* [TASK REQUIREMENTS] Please transcribe the data exactly, with nothing left out.

(Region pointing data)
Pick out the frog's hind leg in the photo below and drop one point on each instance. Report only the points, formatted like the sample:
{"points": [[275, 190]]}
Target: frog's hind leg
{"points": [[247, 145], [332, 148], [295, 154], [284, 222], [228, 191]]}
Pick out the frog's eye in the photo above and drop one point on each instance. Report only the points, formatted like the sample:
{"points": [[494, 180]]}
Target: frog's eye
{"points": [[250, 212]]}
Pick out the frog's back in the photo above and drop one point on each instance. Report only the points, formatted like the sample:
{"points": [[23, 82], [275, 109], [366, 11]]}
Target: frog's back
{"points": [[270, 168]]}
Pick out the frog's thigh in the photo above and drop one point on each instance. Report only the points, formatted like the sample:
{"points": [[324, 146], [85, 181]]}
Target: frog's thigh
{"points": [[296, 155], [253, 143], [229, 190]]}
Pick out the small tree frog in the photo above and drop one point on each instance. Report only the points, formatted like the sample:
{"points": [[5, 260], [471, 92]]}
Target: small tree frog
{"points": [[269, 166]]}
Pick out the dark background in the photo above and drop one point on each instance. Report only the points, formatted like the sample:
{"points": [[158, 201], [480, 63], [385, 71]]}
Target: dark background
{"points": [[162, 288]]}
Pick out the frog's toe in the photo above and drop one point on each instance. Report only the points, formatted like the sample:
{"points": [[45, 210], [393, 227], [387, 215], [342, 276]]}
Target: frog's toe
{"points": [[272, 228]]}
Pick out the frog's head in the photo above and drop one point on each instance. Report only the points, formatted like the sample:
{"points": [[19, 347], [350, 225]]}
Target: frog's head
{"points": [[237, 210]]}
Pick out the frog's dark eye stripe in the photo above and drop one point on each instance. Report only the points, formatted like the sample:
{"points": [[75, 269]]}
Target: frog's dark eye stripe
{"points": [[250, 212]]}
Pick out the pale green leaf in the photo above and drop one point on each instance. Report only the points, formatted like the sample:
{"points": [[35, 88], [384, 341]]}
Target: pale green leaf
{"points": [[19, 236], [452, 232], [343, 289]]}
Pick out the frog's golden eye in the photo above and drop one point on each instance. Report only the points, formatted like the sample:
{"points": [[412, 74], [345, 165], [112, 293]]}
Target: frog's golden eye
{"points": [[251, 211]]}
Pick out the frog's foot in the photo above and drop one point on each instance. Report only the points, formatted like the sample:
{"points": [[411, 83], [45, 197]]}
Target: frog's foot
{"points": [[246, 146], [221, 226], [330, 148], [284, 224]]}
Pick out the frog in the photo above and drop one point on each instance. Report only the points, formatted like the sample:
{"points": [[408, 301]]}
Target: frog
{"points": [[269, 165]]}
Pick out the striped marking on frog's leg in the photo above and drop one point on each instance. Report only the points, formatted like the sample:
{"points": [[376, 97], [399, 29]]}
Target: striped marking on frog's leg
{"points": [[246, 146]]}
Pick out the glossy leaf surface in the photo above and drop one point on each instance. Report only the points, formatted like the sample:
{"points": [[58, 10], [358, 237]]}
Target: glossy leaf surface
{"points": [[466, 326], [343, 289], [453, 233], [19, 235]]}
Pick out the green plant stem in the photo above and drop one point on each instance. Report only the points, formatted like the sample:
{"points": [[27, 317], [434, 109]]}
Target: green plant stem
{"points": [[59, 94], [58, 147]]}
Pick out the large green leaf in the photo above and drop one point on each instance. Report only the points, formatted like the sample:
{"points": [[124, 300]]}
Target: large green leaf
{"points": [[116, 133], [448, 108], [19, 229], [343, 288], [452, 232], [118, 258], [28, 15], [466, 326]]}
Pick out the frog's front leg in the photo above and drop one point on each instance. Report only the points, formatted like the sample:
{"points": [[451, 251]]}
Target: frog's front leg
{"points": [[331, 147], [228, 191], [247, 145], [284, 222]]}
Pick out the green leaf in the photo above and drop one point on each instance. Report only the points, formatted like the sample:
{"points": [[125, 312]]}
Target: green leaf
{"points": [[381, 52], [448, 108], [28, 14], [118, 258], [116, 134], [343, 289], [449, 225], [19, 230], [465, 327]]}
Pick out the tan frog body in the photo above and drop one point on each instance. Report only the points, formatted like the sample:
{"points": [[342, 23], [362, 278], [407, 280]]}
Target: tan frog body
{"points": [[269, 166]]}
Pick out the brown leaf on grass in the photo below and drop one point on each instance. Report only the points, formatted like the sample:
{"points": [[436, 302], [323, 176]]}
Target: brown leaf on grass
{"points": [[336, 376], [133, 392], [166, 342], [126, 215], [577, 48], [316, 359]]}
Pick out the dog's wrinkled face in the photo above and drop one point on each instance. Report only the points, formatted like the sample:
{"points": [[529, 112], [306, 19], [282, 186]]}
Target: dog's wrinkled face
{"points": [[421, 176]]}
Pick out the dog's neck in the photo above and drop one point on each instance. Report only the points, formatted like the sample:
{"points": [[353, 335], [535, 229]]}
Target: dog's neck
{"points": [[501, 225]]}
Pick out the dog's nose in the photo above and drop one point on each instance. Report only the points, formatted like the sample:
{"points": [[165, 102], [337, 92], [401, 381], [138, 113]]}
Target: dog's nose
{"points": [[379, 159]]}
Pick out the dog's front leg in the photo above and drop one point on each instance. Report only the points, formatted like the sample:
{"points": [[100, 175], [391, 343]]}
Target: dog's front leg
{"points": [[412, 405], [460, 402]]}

* [RESPONSE]
Pick out the frog's hind leg in the photo below and drop one point on each instance. Report only the points, formatted like the sample:
{"points": [[275, 190]]}
Target: frog's hind leg
{"points": [[247, 145], [332, 148], [295, 154], [284, 222], [228, 191]]}
Pick out the frog's eye in the photo above and drop one point on each instance. Report only the points, formatted like the sample:
{"points": [[494, 180]]}
Target: frog's eye
{"points": [[250, 212]]}
Pick out the frog's back in the photo above and drop one point on each instance. Report only the points, formatted like the sample:
{"points": [[23, 82], [275, 109], [366, 11]]}
Target: frog's back
{"points": [[270, 168]]}
Pick out the frog's thigh in the photo above and drop one point on each instance. Report only the points, formatted like the sample:
{"points": [[324, 146], [85, 181]]}
Target: frog's thigh
{"points": [[296, 155], [253, 143], [229, 190]]}
Pick out the small tree frog in the photo above and drop one point on each instance. Report only the points, formatted like the sample:
{"points": [[5, 260], [471, 92]]}
Target: small tree frog
{"points": [[269, 166]]}
Pick out the dark background in the photo above and drop one point on each instance. Report only the points, formatted like the sample:
{"points": [[158, 201], [480, 63], [385, 71]]}
Target: dark background
{"points": [[162, 288]]}
Pick out the frog's toe in the photo above and drop one point on each instance. Report only the points, formatted like the sample:
{"points": [[45, 210], [393, 227], [387, 215], [342, 276]]}
Target: frog's toe
{"points": [[272, 228]]}
Pick out the frog's head in the photo above and drop one point on each instance. Report only the points, formatted like the sample:
{"points": [[19, 347], [350, 225]]}
Target: frog's head
{"points": [[237, 210]]}
Pick out the frog's dark eye stripe in the photo above and drop one point on each instance. Report only the points, formatted like the sample:
{"points": [[75, 269]]}
Target: frog's dark eye stripe
{"points": [[250, 212]]}
Pick out the pale green leaf in the photo above and drop one point on each instance. Report only the points, formatted like the sample:
{"points": [[35, 88], [384, 341]]}
Target: pale green leaf
{"points": [[19, 236], [452, 232], [343, 289]]}
Pick out the frog's golden eye in the photo above and drop one point on each instance. Report only the points, formatted like the sample:
{"points": [[412, 74], [345, 165], [112, 293]]}
Target: frog's golden eye
{"points": [[251, 211]]}
Pick out the frog's foot in the photo above and drop one point on each instance. Report only the points, formatted like the sample:
{"points": [[411, 83], [45, 197]]}
Target: frog's foot
{"points": [[246, 146], [221, 226], [330, 148], [284, 224]]}
Pick out the frog in the photo above and drop one point on each instance. Report only the points, formatted like the sample:
{"points": [[408, 301]]}
Target: frog
{"points": [[269, 165]]}
Pick out the striped marking on frog's leg in the photo above and drop one point on each instance. Report only the points, formatted like the sample:
{"points": [[376, 97], [399, 29]]}
Target: striped marking on frog's leg
{"points": [[246, 146]]}
Pick out the glossy leaf surface in the photo above and drop one point on each instance. Report only the points, formatted like the sample:
{"points": [[58, 10], [358, 237]]}
Target: glossy leaf surface
{"points": [[466, 326], [343, 289], [453, 233], [19, 235]]}
Pick out the green plant stem in the photo above and drop one point on each instance. Report only the points, formatted like the sample:
{"points": [[27, 317], [434, 109]]}
Target: green plant stem
{"points": [[59, 94], [58, 147]]}
Pick out the large green leaf in the photo above and drop one point on each instance. Report only the points, formatted like the sample:
{"points": [[124, 300]]}
Target: large green leaf
{"points": [[116, 133], [448, 108], [19, 229], [343, 288], [452, 232], [118, 258], [28, 15], [466, 326]]}
Pick out the frog's front leg in the photo above and drop one point on each instance. Report only the points, formatted like the sample:
{"points": [[451, 251]]}
Target: frog's front leg
{"points": [[331, 147], [228, 191], [247, 145], [284, 222]]}
Pick out the green leaf in the photo above and drop one point on each instance. Report only the points, formatted like the sample:
{"points": [[125, 312]]}
Target: green leaf
{"points": [[381, 52], [448, 108], [28, 14], [118, 258], [116, 134], [343, 289], [449, 225], [19, 230], [465, 327]]}
Pick out the tan frog body in the photo above and drop one point on each instance. Report only the points, formatted like the sample:
{"points": [[342, 23], [362, 278], [407, 280]]}
Target: tan frog body
{"points": [[269, 166]]}
Pick out the brown leaf on grass in the photo below and drop one point on each instance. Report only the points, formatted like the sample:
{"points": [[436, 302], [323, 176]]}
Target: brown leaf on grass
{"points": [[336, 376], [133, 392], [166, 342], [126, 215], [577, 48], [316, 359]]}
Pick out the dog's wrinkled face in the photo above and drop one point on each instance. Report only the points, formatted like the sample:
{"points": [[529, 112], [306, 19], [282, 186]]}
Target: dog's wrinkled face
{"points": [[421, 176]]}
Pick out the dog's neck in the photo above and drop one point on each instance. Report only the points, formatted like the sample:
{"points": [[353, 335], [535, 229]]}
Target: dog's neck
{"points": [[501, 225]]}
Pick out the dog's nose in the photo above and drop one point on each instance. Report only the points, formatted like the sample:
{"points": [[165, 102], [337, 92], [401, 381], [138, 113]]}
Target: dog's nose
{"points": [[379, 159]]}
Pick out the dog's front leg in the photo above and drop one point on each instance. Report only the points, formatted like the sample:
{"points": [[100, 175], [391, 343]]}
Target: dog's front leg
{"points": [[412, 405], [460, 402]]}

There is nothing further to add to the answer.